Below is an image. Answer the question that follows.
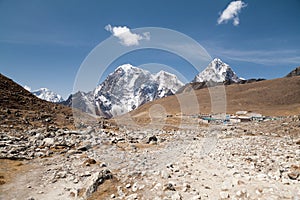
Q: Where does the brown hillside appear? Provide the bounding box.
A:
[124,76,300,126]
[0,73,74,130]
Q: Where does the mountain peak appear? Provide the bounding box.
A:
[35,87,49,92]
[115,63,139,73]
[154,70,176,79]
[285,66,300,77]
[32,88,64,103]
[193,58,240,83]
[212,58,225,67]
[91,64,184,117]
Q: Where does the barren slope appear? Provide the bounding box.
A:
[125,76,300,125]
[0,73,74,130]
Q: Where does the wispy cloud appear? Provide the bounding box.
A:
[210,47,300,66]
[105,24,150,46]
[217,0,247,26]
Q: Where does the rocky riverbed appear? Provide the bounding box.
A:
[0,117,300,200]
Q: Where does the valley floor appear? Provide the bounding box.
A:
[0,117,300,200]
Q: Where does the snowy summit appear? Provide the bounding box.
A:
[32,88,64,103]
[93,64,184,117]
[193,58,240,83]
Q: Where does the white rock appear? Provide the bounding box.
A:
[256,173,267,180]
[236,190,242,197]
[57,171,67,178]
[220,191,229,199]
[161,170,171,179]
[191,195,201,200]
[125,193,138,200]
[283,190,293,198]
[171,191,182,200]
[153,183,162,190]
[255,189,262,196]
[43,138,55,146]
[282,178,290,185]
[227,164,234,169]
[221,180,232,191]
[132,182,138,192]
[241,188,247,194]
[117,186,125,198]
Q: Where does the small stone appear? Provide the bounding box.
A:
[204,186,211,189]
[182,183,191,192]
[77,144,91,151]
[288,172,299,180]
[132,182,138,192]
[37,191,44,194]
[282,178,290,185]
[83,158,96,166]
[81,171,91,177]
[57,171,67,178]
[126,183,131,188]
[221,180,232,191]
[70,189,78,197]
[164,183,176,191]
[220,191,229,199]
[161,170,171,179]
[43,138,55,146]
[125,193,138,200]
[166,163,174,168]
[153,183,162,190]
[256,173,267,180]
[183,183,190,188]
[283,190,293,198]
[191,195,201,200]
[117,186,125,198]
[236,190,242,197]
[100,162,107,167]
[255,188,263,196]
[139,184,145,190]
[226,164,234,169]
[111,194,116,198]
[148,136,158,144]
[171,191,182,200]
[241,188,247,194]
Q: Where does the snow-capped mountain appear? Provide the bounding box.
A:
[93,64,184,117]
[193,58,240,83]
[154,70,184,98]
[65,64,184,118]
[32,88,64,103]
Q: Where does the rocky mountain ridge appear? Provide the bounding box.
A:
[32,88,64,103]
[63,64,184,118]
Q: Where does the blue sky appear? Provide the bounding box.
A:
[0,0,299,99]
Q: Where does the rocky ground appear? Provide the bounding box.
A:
[0,116,300,200]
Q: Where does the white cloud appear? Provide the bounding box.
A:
[24,85,31,91]
[105,24,150,46]
[217,0,247,26]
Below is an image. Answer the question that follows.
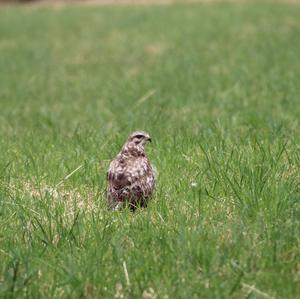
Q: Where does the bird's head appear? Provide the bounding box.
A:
[127,131,152,148]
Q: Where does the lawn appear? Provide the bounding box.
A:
[0,1,300,298]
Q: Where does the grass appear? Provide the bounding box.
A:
[0,1,300,298]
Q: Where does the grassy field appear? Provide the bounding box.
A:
[1,1,300,298]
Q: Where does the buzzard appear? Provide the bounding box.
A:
[107,131,155,211]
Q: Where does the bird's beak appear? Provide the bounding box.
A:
[148,137,152,142]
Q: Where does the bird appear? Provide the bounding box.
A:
[107,131,155,211]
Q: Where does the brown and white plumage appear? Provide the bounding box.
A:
[107,131,155,210]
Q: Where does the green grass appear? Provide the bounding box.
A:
[1,2,300,298]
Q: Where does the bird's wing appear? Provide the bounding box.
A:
[107,159,130,191]
[108,157,154,196]
[129,157,155,197]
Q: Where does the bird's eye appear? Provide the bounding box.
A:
[135,135,144,139]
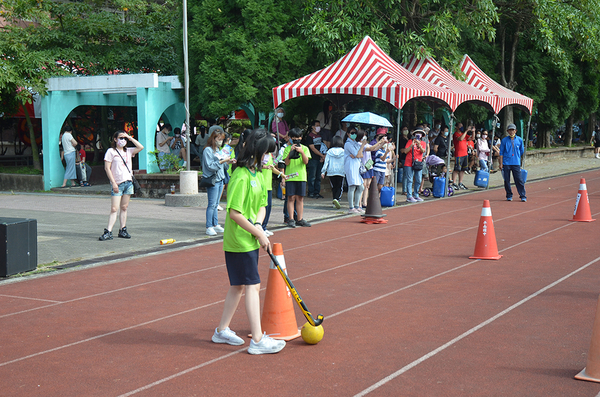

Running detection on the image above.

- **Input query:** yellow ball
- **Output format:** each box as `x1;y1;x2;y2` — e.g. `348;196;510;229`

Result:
301;322;324;344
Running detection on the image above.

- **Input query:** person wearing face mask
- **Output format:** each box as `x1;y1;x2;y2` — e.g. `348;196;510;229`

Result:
499;124;527;202
398;127;410;195
433;126;449;158
476;130;491;173
99;131;144;241
170;127;188;168
203;131;237;236
317;101;334;148
343;126;368;213
271;107;289;143
304;120;326;198
401;129;426;202
283;128;311;227
156;123;173;171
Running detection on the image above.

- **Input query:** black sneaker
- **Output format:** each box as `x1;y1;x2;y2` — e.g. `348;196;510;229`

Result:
286;219;296;228
296;219;311;227
99;229;113;241
459;183;468;190
315;194;324;199
118;227;131;239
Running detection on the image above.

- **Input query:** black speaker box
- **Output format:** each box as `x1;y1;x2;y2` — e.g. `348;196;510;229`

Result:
0;218;37;277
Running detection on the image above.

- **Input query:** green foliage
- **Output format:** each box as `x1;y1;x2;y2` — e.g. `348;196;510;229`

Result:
187;0;314;118
149;150;184;173
300;0;499;73
0;0;179;108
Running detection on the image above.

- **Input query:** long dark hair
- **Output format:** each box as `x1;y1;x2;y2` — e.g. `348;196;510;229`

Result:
343;124;358;144
234;128;252;158
234;129;275;172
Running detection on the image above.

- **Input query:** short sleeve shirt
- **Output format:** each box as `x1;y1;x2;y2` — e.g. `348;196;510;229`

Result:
260;154;274;191
104;147;135;185
453;132;467;157
223;167;268;253
404;139;425;167
282;144;311;181
62;132;76;154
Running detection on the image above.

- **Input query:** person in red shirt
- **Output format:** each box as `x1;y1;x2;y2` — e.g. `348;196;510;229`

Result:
401;129;426;202
451;124;470;190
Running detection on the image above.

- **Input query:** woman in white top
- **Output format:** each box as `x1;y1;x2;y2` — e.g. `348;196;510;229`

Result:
60;125;78;188
99;131;144;241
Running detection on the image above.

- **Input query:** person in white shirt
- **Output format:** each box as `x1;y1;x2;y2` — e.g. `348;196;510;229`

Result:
60;125;78;188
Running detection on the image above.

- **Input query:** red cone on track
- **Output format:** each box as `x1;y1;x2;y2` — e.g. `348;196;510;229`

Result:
571;178;595;222
469;200;502;260
575;294;600;382
260;243;301;341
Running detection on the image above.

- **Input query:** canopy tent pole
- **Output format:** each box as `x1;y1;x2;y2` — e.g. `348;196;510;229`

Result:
394;108;401;198
523;112;533;167
485;114;499;190
444;113;455;198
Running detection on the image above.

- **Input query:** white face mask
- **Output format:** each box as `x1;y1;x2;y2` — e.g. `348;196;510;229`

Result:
315;126;321;133
117;138;127;148
277;112;284;118
216;140;223;147
476;134;481;138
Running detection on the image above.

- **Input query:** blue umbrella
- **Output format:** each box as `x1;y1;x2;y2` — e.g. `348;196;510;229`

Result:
342;112;393;128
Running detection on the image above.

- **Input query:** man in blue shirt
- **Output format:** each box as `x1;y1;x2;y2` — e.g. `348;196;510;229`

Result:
499;123;527;202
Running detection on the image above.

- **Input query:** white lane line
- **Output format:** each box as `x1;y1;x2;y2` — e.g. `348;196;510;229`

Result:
0;294;62;303
0;299;224;368
354;255;600;397
116;349;246;397
116;221;579;396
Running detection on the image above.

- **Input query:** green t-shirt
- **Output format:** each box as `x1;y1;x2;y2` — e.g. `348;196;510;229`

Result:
223;167;268;253
260;154;274;191
282;144;311;182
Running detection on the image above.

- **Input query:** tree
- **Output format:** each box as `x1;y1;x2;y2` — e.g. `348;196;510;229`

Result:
300;0;499;74
187;0;314;123
1;0;179;169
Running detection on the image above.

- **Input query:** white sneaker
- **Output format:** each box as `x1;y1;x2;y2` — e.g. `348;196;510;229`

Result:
212;327;245;346
264;229;273;237
182;161;187;167
248;333;286;355
217;205;224;211
213;224;224;233
206;227;217;236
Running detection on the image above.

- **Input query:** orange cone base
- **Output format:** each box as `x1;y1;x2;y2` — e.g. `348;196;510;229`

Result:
361;217;388;224
469;253;503;260
575;367;600;383
248;330;301;341
570;218;596;223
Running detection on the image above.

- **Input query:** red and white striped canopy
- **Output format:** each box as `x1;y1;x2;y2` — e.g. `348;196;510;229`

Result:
403;55;496;112
273;36;455;110
460;55;534;114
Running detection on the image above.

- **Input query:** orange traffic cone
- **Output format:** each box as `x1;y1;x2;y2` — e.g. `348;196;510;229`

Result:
260;243;301;341
362;177;388;224
571;178;595;222
469;200;502;260
575;294;600;382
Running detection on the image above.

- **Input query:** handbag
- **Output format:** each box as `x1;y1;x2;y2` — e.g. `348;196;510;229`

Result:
411;145;423;171
364;159;374;170
199;173;217;188
116;149;141;195
359;163;367;174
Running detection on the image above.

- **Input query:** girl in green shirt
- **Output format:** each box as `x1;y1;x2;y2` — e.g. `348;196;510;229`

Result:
212;129;286;355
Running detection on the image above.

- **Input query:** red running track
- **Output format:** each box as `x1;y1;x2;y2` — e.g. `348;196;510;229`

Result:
2;171;600;396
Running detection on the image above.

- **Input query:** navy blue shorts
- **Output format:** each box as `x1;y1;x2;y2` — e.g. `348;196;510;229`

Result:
454;156;469;171
225;249;260;285
286;181;306;197
373;170;386;185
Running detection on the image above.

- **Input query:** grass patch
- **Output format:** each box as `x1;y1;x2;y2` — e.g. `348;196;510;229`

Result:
0;166;43;175
5;261;60;278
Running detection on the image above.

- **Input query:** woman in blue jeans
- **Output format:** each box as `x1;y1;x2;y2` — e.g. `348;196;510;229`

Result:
401;129;426;203
202;130;236;236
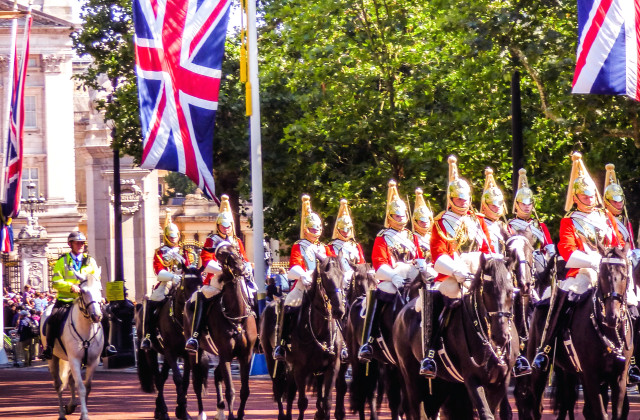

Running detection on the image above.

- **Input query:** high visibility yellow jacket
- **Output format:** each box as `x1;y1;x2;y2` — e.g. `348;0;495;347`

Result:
52;253;98;303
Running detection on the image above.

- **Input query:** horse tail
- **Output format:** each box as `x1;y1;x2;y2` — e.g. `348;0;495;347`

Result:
550;369;579;415
136;348;158;393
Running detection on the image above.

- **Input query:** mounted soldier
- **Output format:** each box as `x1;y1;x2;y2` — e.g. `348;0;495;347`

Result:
603;163;640;384
273;195;332;361
532;152;623;372
42;231;117;360
140;212;192;350
480;168;509;254
412;188;434;265
508;168;555;275
329;198;366;287
357;180;420;362
420;156;495;377
185;194;253;353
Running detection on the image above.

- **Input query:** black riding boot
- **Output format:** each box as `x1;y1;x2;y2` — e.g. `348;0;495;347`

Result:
358;289;378;363
140;299;160;351
629;357;640;385
185;292;205;353
101;316;117;357
419;288;438;378
532;288;570;372
273;306;296;361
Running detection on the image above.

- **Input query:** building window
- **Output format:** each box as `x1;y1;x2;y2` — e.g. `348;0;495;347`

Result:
21;168;38;199
24;96;36;129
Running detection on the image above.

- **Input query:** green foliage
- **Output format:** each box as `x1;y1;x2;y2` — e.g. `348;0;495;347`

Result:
162;172;197;204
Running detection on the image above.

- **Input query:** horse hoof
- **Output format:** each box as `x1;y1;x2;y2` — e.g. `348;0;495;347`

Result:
217;408;226;420
58;416;66;420
175;406;192;420
65;404;77;415
198;412;207;420
154;410;170;420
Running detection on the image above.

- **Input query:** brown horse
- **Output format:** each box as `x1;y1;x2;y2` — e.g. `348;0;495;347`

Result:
260;253;346;420
394;253;519;420
135;264;205;420
185;242;258;420
517;246;633;420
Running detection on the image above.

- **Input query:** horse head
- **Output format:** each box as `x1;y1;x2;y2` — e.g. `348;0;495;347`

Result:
76;267;104;324
598;245;630;327
471;253;514;350
314;252;346;320
347;262;376;303
215;241;246;279
179;263;203;301
505;232;536;296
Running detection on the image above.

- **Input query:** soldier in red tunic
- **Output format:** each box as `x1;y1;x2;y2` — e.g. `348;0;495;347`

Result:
185;195;252;353
418;156;495;377
602;163;640;384
532;152;622;372
480;168;509;254
273;195;332;361
412;188;435;268
141;211;193;350
358;180;419;362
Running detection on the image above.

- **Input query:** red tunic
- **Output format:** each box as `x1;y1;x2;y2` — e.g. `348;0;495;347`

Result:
328;241;365;264
371;229;417;272
430;211;494;282
557;214;621;279
200;235;249;285
289;241;334;289
152;246;191;275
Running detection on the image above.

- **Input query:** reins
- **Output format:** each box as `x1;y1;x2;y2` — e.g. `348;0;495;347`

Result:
70;281;103;367
306;265;343;355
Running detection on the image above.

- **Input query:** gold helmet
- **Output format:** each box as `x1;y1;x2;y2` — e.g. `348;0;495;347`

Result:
564;151;601;212
216;194;235;237
332;199;354;240
163;209;180;247
384;180;408;231
604;163;625;216
481;168;505;221
300;195;322;241
446;156;471;213
512;168;534;218
413;188;433;236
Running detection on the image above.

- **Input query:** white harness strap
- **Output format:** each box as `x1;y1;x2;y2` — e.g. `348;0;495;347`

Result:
601;257;626;265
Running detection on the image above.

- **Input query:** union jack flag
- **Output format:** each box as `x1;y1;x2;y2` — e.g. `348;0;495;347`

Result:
133;0;231;199
572;0;640;100
1;12;31;252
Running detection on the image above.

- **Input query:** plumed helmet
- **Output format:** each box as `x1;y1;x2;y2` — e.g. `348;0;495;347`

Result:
413;188;433;236
333;199;354;240
512;168;534;216
163;209;180;246
216;194;235;232
604;163;625;216
565;152;601;212
300;195;322;241
384;180;408;231
446;156;471;213
68;231;87;243
481;168;505;220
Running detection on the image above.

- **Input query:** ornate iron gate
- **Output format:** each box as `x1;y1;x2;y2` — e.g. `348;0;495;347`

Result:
2;253;21;293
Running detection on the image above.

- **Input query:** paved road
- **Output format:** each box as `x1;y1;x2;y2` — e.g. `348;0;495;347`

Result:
0;362;639;419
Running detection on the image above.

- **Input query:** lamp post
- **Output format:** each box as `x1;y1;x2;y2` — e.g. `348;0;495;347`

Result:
18;182;47;237
103;106;135;369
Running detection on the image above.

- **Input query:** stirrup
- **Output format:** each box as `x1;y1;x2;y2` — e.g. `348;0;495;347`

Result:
273;345;286;361
140;335;152;351
104;345;117;357
513;355;532;377
628;363;640;385
419;354;437;379
357;343;373;363
340;347;349;363
185;337;199;353
532;351;550;372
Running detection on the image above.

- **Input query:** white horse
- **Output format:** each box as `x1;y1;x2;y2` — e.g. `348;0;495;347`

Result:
40;268;105;420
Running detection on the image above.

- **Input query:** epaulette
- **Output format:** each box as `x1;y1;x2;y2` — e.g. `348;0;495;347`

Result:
376;229;387;237
434;210;446;221
565;210;575;218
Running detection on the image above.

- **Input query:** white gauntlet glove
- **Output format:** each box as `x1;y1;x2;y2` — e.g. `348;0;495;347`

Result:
415;259;427;271
452;270;470;284
301;273;313;287
544;244;556;258
391;275;405;289
566;250;601;272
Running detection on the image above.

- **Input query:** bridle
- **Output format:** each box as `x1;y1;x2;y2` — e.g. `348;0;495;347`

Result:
76;279;102;321
307;259;344;355
216;246;253;323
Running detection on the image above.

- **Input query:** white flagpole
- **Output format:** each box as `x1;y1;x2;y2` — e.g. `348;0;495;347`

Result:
0;1;19;204
247;0;264;295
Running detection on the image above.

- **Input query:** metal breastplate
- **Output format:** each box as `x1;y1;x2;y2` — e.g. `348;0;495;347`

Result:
486;220;504;254
298;239;326;272
159;246;184;273
383;229;416;263
442;212;481;254
332;239;360;264
415;233;431;261
616;217;630;243
508;218;544;248
571;211;609;250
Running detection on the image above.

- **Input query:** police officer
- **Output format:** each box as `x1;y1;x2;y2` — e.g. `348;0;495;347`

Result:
42;231;116;359
140;212;190;350
185;194;253;353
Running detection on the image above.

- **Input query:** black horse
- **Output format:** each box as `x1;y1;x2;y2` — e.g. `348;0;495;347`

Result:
334;262;380;420
394;253;520;420
135;264;204;420
261;253;346;420
186;242;258;420
517;246;633;420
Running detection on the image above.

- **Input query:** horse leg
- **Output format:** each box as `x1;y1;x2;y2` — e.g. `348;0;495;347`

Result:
50;358;67;420
610;375;628;420
294;369;309;420
236;355;251;420
65;363;78;416
580;372;607;420
285;369;297;420
384;367;403;420
221;361;236;420
192;352;210;420
499;395;512;420
463;377;495;420
68;357;89;420
214;364;227;420
166;355;190;420
155;360;171;420
334;363;348;420
179;357;192;420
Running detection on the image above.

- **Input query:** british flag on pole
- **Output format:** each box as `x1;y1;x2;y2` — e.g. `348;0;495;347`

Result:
572;0;640;100
133;0;231;199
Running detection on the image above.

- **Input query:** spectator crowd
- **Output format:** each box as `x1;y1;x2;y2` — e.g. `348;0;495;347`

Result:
3;285;55;366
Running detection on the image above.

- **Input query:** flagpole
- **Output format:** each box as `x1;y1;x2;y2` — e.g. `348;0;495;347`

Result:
0;1;20;203
247;0;265;301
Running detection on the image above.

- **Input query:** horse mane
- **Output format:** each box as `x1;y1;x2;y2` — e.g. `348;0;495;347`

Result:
469;254;512;293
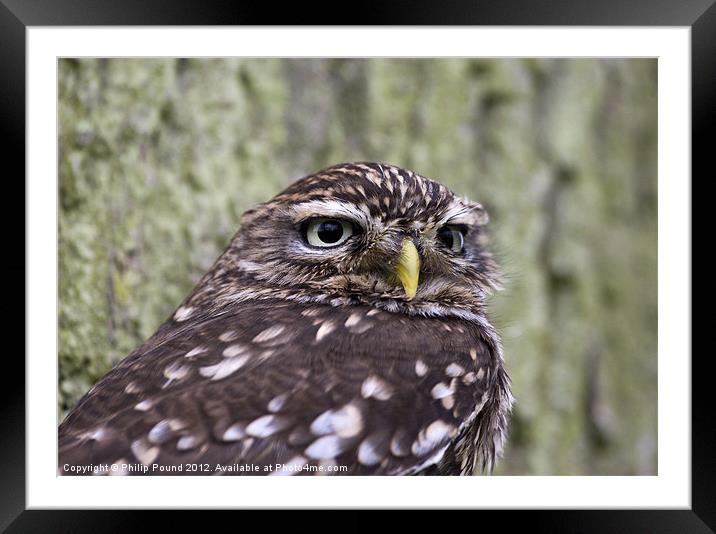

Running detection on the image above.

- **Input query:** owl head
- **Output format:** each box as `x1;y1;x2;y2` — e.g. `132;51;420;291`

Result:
197;163;500;317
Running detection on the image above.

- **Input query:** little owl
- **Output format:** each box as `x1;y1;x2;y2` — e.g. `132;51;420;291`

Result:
59;162;512;476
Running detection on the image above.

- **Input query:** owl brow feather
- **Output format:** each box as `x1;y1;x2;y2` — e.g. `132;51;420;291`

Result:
288;199;370;226
440;202;486;227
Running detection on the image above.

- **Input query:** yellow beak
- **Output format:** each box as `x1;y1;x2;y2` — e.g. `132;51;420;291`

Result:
393;239;421;300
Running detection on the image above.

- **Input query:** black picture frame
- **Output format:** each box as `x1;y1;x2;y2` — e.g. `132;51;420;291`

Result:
6;0;709;530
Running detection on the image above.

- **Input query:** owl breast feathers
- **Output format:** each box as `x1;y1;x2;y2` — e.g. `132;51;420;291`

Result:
59;162;513;476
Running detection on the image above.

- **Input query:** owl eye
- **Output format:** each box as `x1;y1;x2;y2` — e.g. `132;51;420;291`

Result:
437;225;465;253
304;218;355;247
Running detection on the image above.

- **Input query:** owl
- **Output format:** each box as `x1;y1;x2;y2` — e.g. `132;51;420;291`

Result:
58;162;512;476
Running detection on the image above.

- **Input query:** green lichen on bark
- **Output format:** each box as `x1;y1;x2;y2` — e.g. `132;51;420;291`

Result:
58;58;657;474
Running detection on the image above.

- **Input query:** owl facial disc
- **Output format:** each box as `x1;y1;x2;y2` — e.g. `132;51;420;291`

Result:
393;239;421;300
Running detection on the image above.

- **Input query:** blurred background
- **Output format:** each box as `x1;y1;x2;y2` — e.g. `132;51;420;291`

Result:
58;58;657;475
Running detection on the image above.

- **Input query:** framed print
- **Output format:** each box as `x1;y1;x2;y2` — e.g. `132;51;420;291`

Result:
7;0;710;530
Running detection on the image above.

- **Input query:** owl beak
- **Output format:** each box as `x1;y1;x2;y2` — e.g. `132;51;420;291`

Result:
393;239;421;300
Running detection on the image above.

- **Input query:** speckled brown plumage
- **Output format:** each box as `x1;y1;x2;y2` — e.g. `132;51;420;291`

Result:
58;162;512;476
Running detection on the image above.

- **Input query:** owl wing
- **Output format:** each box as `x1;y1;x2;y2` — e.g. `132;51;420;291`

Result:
58;299;498;476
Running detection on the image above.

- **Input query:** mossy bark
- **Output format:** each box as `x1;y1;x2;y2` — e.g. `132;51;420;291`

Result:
59;58;657;475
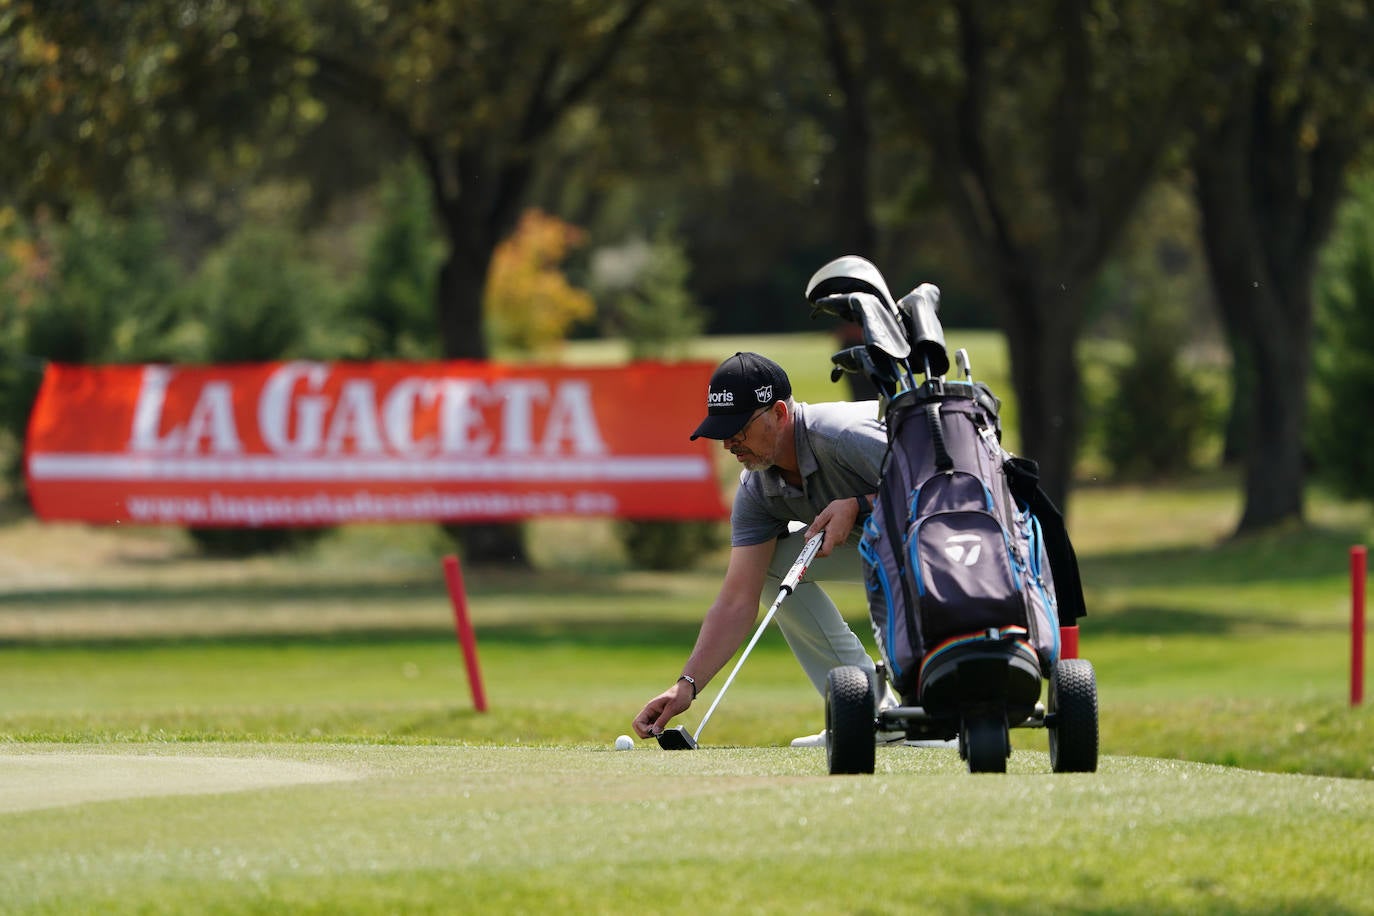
##########
Look through the material above for the string "soldier" and copy each line that has it.

* Solution for this problem
- **Input query:** mounted soldier
- **Input query:** soldier in red tunic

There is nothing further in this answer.